# Written instruction 1:
Summarize the wind energy article in two sentences.

# Page excerpt:
──────
Forecasting the Wind Energy Production From Wind Farms to Maximize Profits of the Wind Energy Producer Using Machine Learning on Historical Energy and Wind Forecast Data

Yonathan Wijaya
The Startup
Published in
9 min readJul 26, 2020

--

Photo of Wind farm from ssuaphotos/shutterstock

Introduction

Many renewable energy sources like wind and solar power are dependent on the environment. Wind energy specifically is dependent on wind speed and direction. “Wind energy can only be produced when the wind blows”, is one objection to the adoption of wind power. The truth is modern society depends on steady, predictable sources of energy, favoring fossil fuels, nuclear energy, etc.

Objective

The objective of this project is to play the role of an energy trader. Energy traders are companies that help to predict and trade many aspects of energy, including the expected production of wind energy. In this project, the role of the energy trader is to help solve the shortfall through financial instruments to maximize profits for the client using our energy production forecast and the given trading algorithm.
──────
# Written instruction 2:
Pull out every line in the entries below that contains the string "microphone". Case counts.

# Given records:
──────
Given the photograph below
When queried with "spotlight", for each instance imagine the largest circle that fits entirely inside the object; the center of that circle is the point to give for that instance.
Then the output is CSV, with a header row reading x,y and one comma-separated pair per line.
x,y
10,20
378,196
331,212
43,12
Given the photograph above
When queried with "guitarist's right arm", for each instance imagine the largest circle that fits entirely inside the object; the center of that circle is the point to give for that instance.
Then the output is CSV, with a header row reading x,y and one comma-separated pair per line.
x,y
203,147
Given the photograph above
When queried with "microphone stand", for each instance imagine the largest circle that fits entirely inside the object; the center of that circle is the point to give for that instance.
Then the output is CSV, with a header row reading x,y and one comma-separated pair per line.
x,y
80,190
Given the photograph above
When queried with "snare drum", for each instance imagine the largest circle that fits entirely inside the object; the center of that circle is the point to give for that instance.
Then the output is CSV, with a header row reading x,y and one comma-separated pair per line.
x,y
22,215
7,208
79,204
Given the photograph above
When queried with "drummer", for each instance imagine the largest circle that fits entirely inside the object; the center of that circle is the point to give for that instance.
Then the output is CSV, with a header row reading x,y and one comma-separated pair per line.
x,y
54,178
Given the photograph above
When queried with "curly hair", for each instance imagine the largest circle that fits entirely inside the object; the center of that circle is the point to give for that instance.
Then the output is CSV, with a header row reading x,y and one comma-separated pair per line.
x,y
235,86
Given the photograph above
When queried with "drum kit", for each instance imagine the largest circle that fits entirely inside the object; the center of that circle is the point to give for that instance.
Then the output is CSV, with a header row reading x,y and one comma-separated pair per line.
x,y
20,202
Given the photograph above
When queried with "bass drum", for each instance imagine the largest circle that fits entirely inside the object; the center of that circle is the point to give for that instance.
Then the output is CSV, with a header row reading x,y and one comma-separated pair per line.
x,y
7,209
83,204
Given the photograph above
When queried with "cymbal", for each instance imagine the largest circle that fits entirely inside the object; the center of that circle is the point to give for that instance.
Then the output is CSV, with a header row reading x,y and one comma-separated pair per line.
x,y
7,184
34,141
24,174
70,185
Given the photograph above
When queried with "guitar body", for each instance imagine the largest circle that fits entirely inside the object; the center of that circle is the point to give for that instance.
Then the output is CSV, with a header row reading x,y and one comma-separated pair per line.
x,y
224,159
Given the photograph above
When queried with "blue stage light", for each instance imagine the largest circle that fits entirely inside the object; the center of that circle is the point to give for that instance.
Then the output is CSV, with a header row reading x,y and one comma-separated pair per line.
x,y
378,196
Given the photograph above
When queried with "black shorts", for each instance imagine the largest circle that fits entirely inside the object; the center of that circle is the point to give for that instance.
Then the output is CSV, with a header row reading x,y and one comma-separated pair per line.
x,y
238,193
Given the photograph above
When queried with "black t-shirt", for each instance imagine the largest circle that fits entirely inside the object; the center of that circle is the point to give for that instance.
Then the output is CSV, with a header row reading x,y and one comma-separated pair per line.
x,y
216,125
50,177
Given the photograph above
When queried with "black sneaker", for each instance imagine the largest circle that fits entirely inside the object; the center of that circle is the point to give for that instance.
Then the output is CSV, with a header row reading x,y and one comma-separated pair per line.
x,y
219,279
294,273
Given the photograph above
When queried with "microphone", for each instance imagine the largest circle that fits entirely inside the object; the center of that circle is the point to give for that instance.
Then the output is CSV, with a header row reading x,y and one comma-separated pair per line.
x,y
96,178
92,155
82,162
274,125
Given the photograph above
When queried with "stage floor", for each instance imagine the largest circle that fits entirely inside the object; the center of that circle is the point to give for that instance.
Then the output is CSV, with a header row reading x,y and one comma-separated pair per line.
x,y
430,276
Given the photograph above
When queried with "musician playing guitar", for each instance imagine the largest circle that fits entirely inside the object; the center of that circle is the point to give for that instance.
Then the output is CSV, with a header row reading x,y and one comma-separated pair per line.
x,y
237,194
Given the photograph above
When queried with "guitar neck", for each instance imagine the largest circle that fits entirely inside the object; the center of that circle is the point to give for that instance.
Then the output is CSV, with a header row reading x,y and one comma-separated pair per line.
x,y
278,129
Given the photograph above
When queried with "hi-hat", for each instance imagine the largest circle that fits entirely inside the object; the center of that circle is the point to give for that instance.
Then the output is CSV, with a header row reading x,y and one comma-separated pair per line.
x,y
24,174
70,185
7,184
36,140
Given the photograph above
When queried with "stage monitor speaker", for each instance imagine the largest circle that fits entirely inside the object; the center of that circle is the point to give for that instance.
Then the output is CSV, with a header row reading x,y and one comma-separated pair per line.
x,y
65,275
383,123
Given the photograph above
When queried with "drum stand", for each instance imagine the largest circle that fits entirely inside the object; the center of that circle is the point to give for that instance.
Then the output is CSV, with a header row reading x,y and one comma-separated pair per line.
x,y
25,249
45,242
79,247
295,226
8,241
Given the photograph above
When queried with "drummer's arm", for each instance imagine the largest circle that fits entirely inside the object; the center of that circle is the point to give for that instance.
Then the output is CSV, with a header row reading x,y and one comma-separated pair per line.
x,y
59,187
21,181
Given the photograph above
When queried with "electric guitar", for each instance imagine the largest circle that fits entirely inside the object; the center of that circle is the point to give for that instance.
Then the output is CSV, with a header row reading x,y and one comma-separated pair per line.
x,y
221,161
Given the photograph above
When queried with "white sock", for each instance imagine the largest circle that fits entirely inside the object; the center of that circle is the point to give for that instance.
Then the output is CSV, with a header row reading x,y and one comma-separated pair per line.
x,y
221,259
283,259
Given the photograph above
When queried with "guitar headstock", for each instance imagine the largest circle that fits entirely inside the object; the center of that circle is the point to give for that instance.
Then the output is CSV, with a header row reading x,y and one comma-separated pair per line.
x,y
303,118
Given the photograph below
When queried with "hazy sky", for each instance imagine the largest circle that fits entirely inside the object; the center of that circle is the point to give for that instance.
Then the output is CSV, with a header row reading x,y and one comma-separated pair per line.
──────
# Expected answer 1:
Wind energy depends on wind speed and direction, while modern society depends on steady, predictable energy sources such as fossil fuels and nuclear energy. In this project, the role of an energy trader is to help solve the shortfall through financial instruments, using an energy production forecast and a given trading algorithm to maximize the client's profits.

# Expected answer 2:
When queried with "microphone stand", for each instance imagine the largest circle that fits entirely inside the object; the center of that circle is the point to give for that instance.
When queried with "microphone", for each instance imagine the largest circle that fits entirely inside the object; the center of that circle is the point to give for that instance.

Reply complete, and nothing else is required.